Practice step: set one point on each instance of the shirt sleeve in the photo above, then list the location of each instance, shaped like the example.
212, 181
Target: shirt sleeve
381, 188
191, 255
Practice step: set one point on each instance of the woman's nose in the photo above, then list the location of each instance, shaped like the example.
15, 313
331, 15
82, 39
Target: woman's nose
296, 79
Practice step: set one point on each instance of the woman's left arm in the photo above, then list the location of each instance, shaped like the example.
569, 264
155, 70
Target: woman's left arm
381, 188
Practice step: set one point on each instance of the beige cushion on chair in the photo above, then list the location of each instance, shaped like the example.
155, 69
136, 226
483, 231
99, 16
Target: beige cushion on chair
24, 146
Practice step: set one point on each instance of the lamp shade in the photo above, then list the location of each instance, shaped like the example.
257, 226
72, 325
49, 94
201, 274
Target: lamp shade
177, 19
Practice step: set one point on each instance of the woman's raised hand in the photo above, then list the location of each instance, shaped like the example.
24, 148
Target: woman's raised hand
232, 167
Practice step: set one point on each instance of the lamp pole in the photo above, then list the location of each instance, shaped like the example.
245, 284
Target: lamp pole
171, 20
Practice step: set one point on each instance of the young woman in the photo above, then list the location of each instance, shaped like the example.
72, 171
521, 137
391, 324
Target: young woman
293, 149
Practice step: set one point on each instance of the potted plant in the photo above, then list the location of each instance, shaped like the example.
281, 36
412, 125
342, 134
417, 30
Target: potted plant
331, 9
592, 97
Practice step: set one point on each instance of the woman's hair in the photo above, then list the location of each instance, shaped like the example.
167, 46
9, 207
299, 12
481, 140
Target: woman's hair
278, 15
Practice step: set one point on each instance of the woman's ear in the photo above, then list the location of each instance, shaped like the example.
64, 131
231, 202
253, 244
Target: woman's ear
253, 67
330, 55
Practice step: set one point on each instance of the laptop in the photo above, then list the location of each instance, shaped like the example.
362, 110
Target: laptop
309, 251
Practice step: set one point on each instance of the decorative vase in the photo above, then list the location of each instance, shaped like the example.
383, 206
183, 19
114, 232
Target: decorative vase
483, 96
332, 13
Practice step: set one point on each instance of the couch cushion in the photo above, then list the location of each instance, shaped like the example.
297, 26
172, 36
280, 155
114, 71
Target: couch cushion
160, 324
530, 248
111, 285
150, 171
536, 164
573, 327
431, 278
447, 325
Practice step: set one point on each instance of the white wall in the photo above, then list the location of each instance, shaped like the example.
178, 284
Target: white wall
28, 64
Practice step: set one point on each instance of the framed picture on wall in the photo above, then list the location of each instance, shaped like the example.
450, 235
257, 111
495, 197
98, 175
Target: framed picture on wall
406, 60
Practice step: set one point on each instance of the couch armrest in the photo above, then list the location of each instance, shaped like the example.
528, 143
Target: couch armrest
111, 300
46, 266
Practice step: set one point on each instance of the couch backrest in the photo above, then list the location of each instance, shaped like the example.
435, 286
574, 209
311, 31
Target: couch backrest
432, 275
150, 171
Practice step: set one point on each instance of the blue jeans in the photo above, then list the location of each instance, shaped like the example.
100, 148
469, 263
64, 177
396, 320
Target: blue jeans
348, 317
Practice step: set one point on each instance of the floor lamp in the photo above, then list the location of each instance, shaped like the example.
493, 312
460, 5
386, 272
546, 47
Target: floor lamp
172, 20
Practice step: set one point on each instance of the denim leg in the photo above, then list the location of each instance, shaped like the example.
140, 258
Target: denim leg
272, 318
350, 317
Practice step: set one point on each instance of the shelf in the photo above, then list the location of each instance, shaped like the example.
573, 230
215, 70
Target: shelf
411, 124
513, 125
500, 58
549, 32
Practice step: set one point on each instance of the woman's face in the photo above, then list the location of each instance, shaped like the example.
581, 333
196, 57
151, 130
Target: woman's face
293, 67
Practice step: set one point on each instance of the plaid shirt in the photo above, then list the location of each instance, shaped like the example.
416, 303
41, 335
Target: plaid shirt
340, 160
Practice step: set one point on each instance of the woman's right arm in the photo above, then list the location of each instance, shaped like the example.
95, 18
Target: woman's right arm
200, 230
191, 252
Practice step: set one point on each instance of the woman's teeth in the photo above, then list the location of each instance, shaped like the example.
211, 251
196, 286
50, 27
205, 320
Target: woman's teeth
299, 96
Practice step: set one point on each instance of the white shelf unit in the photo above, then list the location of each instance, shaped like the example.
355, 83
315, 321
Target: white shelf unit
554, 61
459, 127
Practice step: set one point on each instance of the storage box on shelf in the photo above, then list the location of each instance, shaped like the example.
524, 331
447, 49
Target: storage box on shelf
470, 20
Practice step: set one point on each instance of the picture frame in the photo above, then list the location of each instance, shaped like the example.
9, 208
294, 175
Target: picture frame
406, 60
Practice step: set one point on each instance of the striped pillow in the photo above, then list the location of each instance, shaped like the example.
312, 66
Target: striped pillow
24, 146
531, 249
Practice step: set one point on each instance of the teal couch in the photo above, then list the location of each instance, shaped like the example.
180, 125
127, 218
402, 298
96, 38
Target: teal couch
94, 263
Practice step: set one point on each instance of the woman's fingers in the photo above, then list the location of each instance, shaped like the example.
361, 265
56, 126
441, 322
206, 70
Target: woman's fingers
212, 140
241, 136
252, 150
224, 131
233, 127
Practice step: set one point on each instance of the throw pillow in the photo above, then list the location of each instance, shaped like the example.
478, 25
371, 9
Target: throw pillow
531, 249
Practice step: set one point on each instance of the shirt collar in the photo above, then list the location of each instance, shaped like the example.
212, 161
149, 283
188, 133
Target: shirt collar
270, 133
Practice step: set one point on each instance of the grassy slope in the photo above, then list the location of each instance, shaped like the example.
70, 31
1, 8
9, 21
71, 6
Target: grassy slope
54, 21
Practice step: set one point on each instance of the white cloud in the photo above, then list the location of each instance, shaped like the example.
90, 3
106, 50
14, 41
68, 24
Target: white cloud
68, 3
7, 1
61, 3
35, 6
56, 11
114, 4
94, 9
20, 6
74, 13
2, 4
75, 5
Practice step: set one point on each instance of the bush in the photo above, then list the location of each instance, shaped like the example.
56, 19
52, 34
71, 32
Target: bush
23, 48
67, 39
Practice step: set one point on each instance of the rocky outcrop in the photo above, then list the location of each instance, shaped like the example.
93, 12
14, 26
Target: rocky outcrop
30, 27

==

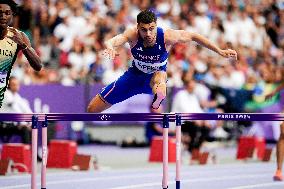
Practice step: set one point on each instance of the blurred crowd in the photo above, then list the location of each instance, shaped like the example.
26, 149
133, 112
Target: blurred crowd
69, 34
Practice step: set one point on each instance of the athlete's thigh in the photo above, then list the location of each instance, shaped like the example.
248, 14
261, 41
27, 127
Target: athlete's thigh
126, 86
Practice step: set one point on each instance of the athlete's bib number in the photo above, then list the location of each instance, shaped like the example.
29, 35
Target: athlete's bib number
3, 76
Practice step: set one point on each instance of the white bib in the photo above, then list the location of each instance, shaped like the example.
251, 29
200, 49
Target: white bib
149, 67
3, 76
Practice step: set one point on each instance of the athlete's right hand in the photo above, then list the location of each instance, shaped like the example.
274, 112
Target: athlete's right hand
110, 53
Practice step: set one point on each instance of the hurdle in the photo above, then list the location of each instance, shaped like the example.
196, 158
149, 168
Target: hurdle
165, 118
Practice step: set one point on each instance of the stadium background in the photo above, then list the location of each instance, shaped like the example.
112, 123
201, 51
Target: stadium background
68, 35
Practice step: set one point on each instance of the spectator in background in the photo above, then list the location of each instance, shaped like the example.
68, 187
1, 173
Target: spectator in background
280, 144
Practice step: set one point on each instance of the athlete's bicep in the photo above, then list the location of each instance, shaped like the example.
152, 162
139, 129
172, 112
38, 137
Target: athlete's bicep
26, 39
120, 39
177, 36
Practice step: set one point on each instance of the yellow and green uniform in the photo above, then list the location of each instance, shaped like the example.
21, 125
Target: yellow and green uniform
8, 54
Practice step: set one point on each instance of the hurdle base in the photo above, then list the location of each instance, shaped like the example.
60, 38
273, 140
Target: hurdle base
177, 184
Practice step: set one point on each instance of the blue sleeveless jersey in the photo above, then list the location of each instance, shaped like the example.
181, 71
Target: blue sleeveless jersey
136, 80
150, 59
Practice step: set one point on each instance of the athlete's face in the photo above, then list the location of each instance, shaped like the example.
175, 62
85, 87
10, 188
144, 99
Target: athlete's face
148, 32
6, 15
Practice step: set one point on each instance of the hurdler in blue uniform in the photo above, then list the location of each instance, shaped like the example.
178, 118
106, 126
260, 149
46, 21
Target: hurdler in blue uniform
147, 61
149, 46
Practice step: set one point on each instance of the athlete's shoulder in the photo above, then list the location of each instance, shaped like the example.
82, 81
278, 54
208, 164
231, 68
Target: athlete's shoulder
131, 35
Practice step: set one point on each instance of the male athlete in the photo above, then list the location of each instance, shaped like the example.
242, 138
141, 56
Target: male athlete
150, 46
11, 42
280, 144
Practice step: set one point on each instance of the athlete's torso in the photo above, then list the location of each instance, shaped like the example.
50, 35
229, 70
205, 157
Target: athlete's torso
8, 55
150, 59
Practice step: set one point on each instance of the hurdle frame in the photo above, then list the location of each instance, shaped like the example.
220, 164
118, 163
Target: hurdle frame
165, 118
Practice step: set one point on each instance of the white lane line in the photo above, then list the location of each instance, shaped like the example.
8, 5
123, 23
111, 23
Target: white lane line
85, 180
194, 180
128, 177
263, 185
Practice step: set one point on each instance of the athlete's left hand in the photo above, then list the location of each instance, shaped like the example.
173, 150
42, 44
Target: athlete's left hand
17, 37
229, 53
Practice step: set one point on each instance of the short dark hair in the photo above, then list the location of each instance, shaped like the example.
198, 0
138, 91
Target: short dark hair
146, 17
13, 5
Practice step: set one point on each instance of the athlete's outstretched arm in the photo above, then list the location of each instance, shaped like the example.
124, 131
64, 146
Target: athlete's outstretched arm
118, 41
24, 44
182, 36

--

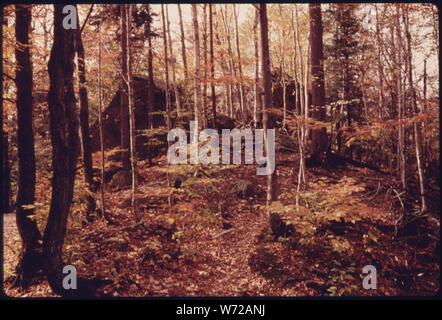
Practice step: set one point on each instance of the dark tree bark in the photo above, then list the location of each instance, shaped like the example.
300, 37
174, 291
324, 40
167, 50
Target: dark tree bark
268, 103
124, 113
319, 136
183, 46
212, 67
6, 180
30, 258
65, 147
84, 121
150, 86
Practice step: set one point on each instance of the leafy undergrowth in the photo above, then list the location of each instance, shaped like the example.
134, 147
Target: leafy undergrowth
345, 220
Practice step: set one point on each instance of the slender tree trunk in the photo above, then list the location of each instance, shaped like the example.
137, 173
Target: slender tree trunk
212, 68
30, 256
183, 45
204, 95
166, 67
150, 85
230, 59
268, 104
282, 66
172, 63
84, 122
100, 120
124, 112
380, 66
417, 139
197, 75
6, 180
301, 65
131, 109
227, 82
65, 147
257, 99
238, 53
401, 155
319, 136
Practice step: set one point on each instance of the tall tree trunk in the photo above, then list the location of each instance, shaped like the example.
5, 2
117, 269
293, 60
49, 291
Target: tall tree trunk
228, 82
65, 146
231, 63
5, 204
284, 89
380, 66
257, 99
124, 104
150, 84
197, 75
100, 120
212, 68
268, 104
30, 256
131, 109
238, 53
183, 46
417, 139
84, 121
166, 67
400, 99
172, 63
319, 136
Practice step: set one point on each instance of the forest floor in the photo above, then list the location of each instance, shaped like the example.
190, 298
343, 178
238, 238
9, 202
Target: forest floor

**Required work**
Check each line of the records above for "forest", and copy those that have it.

**Your solution**
Practice step: set one point on each instance of the forest floor in the photo above, then list the location of each instance, shaped like the example.
Target: forest floor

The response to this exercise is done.